▶ _WHAT YOU SHOULD DO_
Using the listing below, copy exactly each line from the one that has "positive clicks: (13, 73) (0, 72)" through the one that has "251L166 285L169 277L159"; omit the pictures.
━━━━━━━━━━━━━━━━
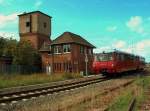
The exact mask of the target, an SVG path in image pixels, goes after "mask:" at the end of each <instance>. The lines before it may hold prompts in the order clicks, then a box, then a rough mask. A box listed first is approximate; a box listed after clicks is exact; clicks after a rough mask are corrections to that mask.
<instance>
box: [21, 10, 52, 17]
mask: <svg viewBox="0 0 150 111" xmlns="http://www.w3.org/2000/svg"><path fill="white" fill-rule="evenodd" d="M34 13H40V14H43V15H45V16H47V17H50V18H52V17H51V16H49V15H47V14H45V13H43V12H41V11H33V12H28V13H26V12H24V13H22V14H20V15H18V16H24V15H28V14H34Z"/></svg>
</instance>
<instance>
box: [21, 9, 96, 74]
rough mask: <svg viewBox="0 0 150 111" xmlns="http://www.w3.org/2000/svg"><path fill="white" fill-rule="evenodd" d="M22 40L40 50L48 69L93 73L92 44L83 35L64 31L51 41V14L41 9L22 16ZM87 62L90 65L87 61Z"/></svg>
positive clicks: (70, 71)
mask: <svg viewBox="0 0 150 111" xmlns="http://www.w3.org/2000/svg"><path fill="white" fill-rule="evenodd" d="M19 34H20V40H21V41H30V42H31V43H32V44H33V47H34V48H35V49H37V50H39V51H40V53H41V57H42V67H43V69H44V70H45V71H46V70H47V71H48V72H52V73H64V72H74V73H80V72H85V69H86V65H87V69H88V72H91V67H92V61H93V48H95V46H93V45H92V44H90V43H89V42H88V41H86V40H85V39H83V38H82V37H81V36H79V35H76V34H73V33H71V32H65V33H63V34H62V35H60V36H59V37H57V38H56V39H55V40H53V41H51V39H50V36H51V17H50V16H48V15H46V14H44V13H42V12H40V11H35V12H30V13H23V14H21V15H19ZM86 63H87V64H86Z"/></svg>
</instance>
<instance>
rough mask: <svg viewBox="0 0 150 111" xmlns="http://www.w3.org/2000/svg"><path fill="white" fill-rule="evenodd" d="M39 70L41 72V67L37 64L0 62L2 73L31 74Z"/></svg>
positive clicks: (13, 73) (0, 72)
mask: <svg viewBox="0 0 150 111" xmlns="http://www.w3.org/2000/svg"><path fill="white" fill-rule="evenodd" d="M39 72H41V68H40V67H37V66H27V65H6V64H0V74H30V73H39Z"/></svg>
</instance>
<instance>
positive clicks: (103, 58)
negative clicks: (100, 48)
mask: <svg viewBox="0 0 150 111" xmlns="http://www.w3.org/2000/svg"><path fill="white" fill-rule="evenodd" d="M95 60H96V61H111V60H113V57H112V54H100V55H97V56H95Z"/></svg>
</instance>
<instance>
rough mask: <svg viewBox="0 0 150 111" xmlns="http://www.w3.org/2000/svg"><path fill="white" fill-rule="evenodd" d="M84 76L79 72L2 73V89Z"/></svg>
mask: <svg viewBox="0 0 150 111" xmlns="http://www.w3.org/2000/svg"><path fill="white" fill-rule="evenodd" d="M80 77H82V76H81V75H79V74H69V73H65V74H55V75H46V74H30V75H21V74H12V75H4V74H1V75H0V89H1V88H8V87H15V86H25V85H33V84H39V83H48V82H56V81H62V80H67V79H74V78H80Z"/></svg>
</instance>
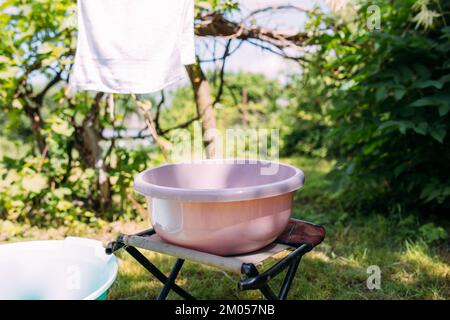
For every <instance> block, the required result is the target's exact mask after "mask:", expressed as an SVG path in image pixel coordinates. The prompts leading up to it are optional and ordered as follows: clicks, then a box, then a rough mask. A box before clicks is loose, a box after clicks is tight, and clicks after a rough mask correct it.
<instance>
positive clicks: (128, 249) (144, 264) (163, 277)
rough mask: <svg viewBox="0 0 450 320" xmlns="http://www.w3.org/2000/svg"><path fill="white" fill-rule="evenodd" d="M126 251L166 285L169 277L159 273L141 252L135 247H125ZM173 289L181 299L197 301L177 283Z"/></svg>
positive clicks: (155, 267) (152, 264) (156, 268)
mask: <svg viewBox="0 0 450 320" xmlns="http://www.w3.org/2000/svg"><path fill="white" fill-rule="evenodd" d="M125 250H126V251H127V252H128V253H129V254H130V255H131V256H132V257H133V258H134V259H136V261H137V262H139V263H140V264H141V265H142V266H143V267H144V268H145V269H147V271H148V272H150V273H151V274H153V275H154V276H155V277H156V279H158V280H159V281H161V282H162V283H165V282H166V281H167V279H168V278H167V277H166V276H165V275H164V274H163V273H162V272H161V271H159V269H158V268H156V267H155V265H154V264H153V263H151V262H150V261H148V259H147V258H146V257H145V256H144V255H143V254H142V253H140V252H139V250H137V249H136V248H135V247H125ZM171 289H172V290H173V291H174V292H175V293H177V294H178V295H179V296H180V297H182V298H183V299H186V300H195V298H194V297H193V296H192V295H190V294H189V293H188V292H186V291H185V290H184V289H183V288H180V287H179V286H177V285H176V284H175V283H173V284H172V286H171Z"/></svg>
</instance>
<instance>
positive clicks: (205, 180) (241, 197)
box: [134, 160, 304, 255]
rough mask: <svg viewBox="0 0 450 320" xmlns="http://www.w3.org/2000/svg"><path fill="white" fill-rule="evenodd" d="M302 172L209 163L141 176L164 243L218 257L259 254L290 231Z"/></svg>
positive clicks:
━━━━━━━━━━━━━━━━
▶ _SOLUTION BELOW_
positive clicks: (13, 73) (0, 72)
mask: <svg viewBox="0 0 150 111" xmlns="http://www.w3.org/2000/svg"><path fill="white" fill-rule="evenodd" d="M39 72H41V68H40V67H37V66H27V65H6V64H0V74H30V73H39Z"/></svg>
</instance>
<instance>
positive clicks: (103, 58)
negative clicks: (100, 48)
mask: <svg viewBox="0 0 150 111" xmlns="http://www.w3.org/2000/svg"><path fill="white" fill-rule="evenodd" d="M95 60H96V61H111V60H113V57H112V54H100V55H97V56H95Z"/></svg>
</instance>
<instance>
rough mask: <svg viewBox="0 0 150 111" xmlns="http://www.w3.org/2000/svg"><path fill="white" fill-rule="evenodd" d="M84 76L79 72L2 73V89Z"/></svg>
mask: <svg viewBox="0 0 150 111" xmlns="http://www.w3.org/2000/svg"><path fill="white" fill-rule="evenodd" d="M80 77H82V76H81V75H79V74H69V73H65V74H55V75H46V74H30V75H21V74H12V75H4V74H1V75H0V89H1V88H8V87H15V86H25V85H33V84H39V83H48V82H56V81H62V80H67V79H74V78H80Z"/></svg>
</instance>
For every <instance> block, the required result is the target's exact mask after "mask:", expressed as an SVG path in image pixel coordinates. The prompts leading up to it are optional and ordered as follows: clicks, then a box, then a rough mask. A box before clicks is loose, a box after clicks is tight, and clicks after a rough mask correct it.
<instance>
positive clicks: (128, 249) (144, 264) (163, 277)
rough mask: <svg viewBox="0 0 450 320" xmlns="http://www.w3.org/2000/svg"><path fill="white" fill-rule="evenodd" d="M126 251L166 285L169 277L159 273L141 252L135 247H125ZM173 289L181 299L197 301L177 283Z"/></svg>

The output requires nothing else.